_Alıntı Metin:_
=-=-=

Galatasaray başkanı Ünal Aysal, gündeme dair önemli açıklamalarda bulundu. Aysal “Türk hoca olmaz diye bir şey yok” diyerek önemli bir ipucu da verdi.
Galatasaray Kulübü Başkanı Ünal Aysal, David Moyes’ten yönetim gerçeklerine, teknik direktör olayının ne zaman çözüleceğinden, Haldun Üstünel ve Florya’daki toplantıya kadar pek çok konuda soruları yanıtladı.
“BU SEZON BiZiM iÇiN ÇOK ÖNEMLi”
– Galatasaray 11 Temmuz’da kampa gidecek, taraftar sabırsız ve hoca konunun netleşmesini bekliyor. Neler söylemek istersiniz?
– Bu sezon Galatasaray için çok önemli. Burada en doğru kararı almamız ve en doğru profili Galatasaray’a getirmemiz gerekir. 8 Temmuz’a kadar zamanımız var.
– Galatasaraylılar merak etmesin, Galatasaray’ı şampiyon yapacak kapasitede teknik direktörü tayin etmek hem önceliğim hem de görevimdir. Hassasiyetim bundan kaynaklanıyor…
– Bir değil, birkaç ciddi alternatif var. Aralarında en iyisini bulma çabasındayız. Elimizde çok imkan var, seçimde zorlanıyoruz. Çok tedbirliyiz.
‘MOYES’LE PARA KONUSUNU KONUŞMADIK’
– Peki, ‘Alman ekolü’ istiyordunuz. David Moyes bu genç ve başarıya aç, kendini ispatlayan hoca tanımına girer mi?
“Öncelikli isteğim ve adaylarım Alman hocalar… Ancak Galatasaray’ın başına ‘Alman’ derken kastettiğim ekol ‘Anglosakson ekolü’ idi. Moyes de bu ekolden. Kendisi ile görüştük. Ama para pul konuşmadık. Öncelikli adaylar olmazsa ileride Moyes bizim için iyi bir alternatif…”
‘Türk hoca olmaz’ diye bir şey yok
– Sorduğumuz, “Teknik direktör Türk olabilir mi” sorusuna Aysal şu yanıtı verdi; “Türk hoca olmaz düşüncem yok. G.Saray’ın öncelikli hedef olarak Avrupa’yı görmesi nedeniyle önceliği Anglosakson ekolüne verdim. Belirttiğim kriterleri karşılayan Türk hoca, Avrupalı ile benim için eş değer.”
Üstünel’le görev için görüşmedik
– Ünal Aysal, Haldun Üstünel konusuna açıklık getirip, “Ne Üstünel’in G.Saray’da görev alma talebi oldu, ne de benim teklifim. Haldun ile Türk Telekom Arena’nın çatısıyla ilgili bir proje için görüştük. Çok yakın arkadaşım. Dışarıda buluşacaktık ama yetişemeyeceğim için stada davet ettim” diye konuştu.
“İsterseniz hemen istifa edelim”
G.Saray yönetimi Candan Erçetin önderliğinde Aysal’a “İsterseniz istifa mektuplarımızı verelim” dedi. Başkan Aysal, “Böyle bir şey istemiyorum” karşılığını verdi.

=-=-=

_Sağlanan Bilgiler:_
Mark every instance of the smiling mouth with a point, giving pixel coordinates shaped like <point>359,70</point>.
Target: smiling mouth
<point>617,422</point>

=-=-=

_Görevler:_
A - Aysal röportajına göre Aysal, Haldun Üstünel ile hangi proje için görüşmüştür?
B - Aysal röportajında "Ünal Aysal, Haldun Üstünel konusuna" sözleriyle başlayan paragrafı, ana bilgileri koruyarak madde listesi biçiminde yeniden yazın.
C - Aysal röportajının bir bölümünü olduğu gibi tekrarlayın: "Galatasaray Kulübü Başkanı" sözlerinin geçtiği yerden başlayın, "zorlanıyoruz. Çok tedbirliyiz." sözlerinden sonra durun.

_Uygulama Sonuçları:_
A - Türk Telekom Arena'nın çatısıyla ilgili bir proje için görüşmüştür.

B -
- Ünal Aysal, Haldun Üstünel konusuna açıklık getirdi.
- Üstünel'in Galatasaray'da görev alma talebi olmadı, Aysal da ona teklif yapmadı.
- İkisi, Türk Telekom Arena'nın çatısıyla ilgili bir proje için görüştü.
- Aysal, Üstünel'i çok yakın arkadaşı olarak tanımladı.
- Dışarıda buluşacaklardı, ancak Aysal yetişemeyeceği için Üstünel'i stada davet etti.

C -
Galatasaray Kulübü Başkanı Ünal Aysal, David Moyes’ten yönetim gerçeklerine, teknik direktör olayının ne zaman çözüleceğinden, Haldun Üstünel ve Florya’daki toplantıya kadar pek çok konuda soruları yanıtladı.
“BU SEZON BiZiM iÇiN ÇOK ÖNEMLi”
– Galatasaray 11 Temmuz’da kampa gidecek, taraftar sabırsız ve hoca konunun netleşmesini bekliyor. Neler söylemek istersiniz?
– Bu sezon Galatasaray için çok önemli. Burada en doğru kararı almamız ve en doğru profili Galatasaray’a getirmemiz gerekir. 8 Temmuz’a kadar zamanımız var.
– Galatasaraylılar merak etmesin, Galatasaray’ı şampiyon yapacak kapasitede teknik direktörü tayin etmek hem önceliğim hem de görevimdir. Hassasiyetim bundan kaynaklanıyor…
– Bir değil, birkaç ciddi alternatif var. Aralarında en iyisini bulma çabasındayız. Elimizde çok imkan var, seçimde zorlanıyoruz. Çok tedbirliyiz.